>>
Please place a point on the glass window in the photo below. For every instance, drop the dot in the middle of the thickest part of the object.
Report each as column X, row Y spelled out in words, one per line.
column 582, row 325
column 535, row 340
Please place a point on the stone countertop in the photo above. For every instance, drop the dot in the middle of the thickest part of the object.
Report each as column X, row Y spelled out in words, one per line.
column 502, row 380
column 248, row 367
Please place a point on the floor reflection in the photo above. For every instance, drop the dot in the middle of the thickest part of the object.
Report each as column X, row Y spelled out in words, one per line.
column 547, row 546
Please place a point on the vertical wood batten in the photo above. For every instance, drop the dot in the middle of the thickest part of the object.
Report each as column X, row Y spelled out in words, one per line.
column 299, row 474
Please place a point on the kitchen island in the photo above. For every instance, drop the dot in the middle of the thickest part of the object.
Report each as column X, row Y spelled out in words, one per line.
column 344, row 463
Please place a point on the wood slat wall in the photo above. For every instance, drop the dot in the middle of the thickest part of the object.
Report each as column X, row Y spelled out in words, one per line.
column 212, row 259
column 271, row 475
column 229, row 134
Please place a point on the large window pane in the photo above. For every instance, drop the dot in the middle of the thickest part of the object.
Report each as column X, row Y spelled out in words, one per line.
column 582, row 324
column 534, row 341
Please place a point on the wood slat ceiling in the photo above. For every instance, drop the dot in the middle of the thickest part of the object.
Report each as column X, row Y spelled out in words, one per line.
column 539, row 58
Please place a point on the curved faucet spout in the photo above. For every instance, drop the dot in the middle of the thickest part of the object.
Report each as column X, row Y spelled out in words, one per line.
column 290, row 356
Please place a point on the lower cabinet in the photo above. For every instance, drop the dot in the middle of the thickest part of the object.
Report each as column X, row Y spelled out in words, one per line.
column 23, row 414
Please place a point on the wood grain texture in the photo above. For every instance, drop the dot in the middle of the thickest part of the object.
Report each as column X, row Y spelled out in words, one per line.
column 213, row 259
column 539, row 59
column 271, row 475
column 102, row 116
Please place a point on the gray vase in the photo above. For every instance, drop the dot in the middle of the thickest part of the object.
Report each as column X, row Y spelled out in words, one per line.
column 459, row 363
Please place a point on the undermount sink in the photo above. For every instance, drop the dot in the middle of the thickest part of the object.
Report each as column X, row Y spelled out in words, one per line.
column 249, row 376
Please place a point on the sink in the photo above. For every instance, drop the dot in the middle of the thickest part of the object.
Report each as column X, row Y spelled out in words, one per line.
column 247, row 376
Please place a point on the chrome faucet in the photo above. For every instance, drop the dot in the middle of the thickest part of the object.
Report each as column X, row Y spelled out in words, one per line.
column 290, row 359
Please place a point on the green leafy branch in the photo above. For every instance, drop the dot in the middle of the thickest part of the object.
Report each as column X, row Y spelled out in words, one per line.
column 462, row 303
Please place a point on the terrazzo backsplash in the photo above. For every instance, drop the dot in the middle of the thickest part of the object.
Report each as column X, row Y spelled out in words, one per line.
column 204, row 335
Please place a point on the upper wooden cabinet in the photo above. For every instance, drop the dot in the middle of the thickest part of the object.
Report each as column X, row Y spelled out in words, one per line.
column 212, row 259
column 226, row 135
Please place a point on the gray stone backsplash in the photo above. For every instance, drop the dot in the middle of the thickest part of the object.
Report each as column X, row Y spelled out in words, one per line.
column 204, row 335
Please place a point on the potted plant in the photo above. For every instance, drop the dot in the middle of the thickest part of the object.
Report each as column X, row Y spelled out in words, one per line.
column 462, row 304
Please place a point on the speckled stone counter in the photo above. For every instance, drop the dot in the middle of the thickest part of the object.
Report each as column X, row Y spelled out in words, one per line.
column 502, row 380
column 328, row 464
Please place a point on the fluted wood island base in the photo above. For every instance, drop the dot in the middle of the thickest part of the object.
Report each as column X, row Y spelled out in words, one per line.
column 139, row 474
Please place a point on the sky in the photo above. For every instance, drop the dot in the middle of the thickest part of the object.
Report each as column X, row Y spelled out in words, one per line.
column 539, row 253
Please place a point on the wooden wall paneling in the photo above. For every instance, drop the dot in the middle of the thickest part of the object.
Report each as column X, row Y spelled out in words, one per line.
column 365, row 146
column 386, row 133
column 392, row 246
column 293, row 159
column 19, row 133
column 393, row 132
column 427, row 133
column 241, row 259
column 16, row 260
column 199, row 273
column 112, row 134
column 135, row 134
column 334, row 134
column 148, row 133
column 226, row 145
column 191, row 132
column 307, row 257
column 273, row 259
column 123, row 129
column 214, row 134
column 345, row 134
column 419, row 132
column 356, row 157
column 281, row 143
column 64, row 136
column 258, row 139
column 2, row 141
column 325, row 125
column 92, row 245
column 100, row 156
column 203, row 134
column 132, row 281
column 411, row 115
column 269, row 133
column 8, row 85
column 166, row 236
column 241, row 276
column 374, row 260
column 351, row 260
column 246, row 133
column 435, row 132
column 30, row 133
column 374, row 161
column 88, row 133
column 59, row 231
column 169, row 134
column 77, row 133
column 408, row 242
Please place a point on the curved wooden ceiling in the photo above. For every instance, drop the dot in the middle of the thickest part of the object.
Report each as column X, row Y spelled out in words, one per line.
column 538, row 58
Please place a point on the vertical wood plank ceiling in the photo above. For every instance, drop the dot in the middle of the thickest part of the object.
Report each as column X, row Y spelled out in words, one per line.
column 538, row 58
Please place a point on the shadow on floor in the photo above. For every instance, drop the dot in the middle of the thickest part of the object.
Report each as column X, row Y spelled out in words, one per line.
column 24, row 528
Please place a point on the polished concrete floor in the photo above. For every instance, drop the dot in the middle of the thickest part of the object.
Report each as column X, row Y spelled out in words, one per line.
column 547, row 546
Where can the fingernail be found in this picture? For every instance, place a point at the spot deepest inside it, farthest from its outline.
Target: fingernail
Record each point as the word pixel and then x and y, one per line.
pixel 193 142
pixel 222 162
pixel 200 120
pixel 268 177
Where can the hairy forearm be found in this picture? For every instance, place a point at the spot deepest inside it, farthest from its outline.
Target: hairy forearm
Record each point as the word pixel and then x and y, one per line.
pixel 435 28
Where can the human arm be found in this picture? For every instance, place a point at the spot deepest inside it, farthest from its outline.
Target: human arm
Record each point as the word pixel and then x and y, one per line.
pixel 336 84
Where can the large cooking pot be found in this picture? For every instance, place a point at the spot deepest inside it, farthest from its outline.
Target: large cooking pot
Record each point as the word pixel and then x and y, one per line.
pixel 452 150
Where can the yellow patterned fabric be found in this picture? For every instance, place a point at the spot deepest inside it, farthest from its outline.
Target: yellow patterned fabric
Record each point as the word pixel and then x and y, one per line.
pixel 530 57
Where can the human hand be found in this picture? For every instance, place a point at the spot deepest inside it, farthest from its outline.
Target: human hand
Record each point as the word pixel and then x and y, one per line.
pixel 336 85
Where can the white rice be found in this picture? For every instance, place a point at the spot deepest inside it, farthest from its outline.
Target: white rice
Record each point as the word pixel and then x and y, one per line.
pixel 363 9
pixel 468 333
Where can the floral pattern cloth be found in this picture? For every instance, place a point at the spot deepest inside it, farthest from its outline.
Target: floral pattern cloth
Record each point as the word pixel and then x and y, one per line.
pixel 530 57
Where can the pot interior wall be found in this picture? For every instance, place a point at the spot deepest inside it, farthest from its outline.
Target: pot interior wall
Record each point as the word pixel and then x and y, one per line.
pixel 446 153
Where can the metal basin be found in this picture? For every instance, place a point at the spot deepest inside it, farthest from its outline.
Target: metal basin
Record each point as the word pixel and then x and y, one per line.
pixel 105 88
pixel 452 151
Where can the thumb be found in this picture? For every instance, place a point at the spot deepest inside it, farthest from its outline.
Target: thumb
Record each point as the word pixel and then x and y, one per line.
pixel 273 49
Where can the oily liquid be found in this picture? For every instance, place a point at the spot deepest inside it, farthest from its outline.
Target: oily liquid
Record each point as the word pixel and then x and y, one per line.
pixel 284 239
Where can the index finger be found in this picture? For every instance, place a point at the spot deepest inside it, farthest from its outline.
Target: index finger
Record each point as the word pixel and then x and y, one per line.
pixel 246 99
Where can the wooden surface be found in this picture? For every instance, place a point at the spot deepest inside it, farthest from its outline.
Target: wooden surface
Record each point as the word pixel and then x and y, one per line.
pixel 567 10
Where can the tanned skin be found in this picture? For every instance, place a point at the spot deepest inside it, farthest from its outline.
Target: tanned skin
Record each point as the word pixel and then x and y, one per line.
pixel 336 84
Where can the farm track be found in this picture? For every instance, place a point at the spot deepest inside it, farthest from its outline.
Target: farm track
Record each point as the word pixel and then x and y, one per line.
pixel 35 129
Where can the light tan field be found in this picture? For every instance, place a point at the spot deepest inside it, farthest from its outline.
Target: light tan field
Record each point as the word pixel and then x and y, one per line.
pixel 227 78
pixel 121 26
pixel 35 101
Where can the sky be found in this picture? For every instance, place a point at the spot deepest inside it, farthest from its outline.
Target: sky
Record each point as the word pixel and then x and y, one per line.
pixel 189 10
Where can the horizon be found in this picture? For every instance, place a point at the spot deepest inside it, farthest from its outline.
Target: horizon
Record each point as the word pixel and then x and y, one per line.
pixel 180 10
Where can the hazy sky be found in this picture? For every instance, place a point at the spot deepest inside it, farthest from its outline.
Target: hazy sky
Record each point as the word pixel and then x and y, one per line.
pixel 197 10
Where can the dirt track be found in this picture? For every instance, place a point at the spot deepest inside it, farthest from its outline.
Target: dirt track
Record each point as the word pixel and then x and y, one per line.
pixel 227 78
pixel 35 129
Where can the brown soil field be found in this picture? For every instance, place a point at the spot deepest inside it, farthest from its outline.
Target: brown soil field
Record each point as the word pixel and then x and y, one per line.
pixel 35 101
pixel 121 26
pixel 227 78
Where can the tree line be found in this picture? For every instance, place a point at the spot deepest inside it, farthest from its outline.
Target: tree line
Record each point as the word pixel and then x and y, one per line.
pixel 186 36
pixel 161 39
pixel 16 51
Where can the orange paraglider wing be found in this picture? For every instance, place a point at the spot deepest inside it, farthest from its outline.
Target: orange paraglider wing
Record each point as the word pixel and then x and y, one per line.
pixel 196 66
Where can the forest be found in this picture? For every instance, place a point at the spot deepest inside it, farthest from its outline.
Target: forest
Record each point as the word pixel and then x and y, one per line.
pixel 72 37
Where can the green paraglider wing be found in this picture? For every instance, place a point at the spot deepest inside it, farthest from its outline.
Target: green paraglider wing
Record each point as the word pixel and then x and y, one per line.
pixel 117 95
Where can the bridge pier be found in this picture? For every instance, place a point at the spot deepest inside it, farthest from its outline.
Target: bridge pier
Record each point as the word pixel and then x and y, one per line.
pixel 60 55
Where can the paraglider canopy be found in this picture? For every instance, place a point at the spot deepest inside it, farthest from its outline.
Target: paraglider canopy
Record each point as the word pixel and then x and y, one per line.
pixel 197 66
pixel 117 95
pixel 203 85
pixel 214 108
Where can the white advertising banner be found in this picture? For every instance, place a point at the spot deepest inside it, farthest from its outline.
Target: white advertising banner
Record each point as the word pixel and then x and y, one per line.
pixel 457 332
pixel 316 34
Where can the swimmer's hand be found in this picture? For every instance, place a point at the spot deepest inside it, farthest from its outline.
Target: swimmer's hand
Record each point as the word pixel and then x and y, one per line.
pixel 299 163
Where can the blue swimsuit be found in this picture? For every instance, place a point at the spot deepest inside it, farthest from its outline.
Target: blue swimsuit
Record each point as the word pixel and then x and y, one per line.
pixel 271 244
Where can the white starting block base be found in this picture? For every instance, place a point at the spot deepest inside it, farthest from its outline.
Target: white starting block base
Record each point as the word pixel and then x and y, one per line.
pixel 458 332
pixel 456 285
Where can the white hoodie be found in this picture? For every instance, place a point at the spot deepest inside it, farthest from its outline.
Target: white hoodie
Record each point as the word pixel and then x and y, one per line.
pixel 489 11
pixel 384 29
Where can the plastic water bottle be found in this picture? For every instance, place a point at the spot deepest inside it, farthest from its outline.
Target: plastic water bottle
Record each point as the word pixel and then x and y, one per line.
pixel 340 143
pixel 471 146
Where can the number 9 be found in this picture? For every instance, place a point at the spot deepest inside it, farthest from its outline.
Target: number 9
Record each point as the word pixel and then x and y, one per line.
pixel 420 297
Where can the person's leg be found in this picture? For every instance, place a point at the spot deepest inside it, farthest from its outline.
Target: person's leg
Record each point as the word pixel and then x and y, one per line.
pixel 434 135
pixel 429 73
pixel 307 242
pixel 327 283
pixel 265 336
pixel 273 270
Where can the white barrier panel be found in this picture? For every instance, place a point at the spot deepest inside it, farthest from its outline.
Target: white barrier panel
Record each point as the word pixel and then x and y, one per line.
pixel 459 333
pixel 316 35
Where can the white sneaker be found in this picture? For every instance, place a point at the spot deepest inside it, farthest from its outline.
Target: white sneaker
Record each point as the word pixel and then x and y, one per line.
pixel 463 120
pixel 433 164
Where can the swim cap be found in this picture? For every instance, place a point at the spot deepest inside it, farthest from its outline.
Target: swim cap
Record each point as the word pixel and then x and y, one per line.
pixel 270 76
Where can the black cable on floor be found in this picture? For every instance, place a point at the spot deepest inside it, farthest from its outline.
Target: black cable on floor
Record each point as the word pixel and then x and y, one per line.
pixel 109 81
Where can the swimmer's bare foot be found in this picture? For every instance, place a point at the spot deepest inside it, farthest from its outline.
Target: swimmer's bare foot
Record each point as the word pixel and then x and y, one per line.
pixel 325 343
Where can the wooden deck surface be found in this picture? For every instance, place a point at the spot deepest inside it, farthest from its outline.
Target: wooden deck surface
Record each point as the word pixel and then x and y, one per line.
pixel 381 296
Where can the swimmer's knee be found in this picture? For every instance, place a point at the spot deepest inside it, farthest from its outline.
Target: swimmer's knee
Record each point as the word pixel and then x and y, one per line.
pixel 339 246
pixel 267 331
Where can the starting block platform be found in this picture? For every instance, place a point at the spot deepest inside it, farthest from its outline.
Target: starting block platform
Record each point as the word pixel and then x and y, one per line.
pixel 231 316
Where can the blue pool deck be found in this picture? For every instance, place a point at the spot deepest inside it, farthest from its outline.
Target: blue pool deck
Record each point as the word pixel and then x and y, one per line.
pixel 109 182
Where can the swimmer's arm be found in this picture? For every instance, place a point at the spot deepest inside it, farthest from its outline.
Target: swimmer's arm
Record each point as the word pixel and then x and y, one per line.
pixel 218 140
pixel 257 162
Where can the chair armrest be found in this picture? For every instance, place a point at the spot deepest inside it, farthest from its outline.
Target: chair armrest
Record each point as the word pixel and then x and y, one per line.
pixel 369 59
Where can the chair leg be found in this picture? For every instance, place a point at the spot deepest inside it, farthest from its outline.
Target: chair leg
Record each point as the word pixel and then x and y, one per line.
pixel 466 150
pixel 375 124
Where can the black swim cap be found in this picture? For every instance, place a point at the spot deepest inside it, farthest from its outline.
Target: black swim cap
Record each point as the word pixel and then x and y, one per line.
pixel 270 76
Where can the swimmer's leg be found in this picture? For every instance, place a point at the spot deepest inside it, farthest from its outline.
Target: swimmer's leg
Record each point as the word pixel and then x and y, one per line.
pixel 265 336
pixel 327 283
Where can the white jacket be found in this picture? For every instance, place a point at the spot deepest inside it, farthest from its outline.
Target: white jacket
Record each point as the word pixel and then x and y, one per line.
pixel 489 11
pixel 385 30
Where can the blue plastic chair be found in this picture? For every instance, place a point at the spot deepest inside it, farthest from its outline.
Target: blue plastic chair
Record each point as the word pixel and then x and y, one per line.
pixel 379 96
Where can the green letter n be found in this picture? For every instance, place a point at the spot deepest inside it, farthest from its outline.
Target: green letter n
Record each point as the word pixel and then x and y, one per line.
<<
The exercise -
Please rewrite the records above, starting at the first line and ending at the line containing "column 534, row 341", as a two-column CSV with the headers "text" and "answer" and one row for each text paired with its answer. Put every field in quotation marks and replace its line breaks with spaces.

Task output -
text,answer
"Please place a point on the glass window in the photo below. For every instance, drop the dot in the middle of the thickest part of the object. Report each as column X, row Y spelled out in words, one per line.","column 582, row 325 column 535, row 340"
"Please place a point on the stone countertop in the photo above. For every instance, drop the dot in the middle of the thickest part of the object. Report each as column X, row Y spelled out in words, one per line.","column 502, row 380 column 248, row 367"
"Please place a point on the floor reflection in the photo above. For every instance, drop the dot in the middle of the thickest part of the object. Report each as column X, row Y spelled out in words, one per line.","column 547, row 546"
"Please place a point on the vertical wood batten in the photo above. For every instance, drop the dot in the middle of the thickest part of the object. Report each as column X, row Y spelled out in words, one per line.","column 299, row 474"
"Please place a point on the kitchen island in the photo above. For every instance, drop the dot in the middle of the thickest part of the object. Report each as column X, row Y spelled out in words, one per line.","column 344, row 463"
"Please place a point on the wood slat wall in the photo above. For every instance, drop the dot in the middle of the thickest part of the object. Report each as column X, row Y spelled out in words, one per line.","column 212, row 259 column 271, row 475 column 229, row 134"
"Please place a point on the large window pane in the photo above. For every instance, drop the dot in the middle of the thickest part of the object. Report each as column X, row Y spelled out in words, one per line.","column 582, row 324 column 534, row 341"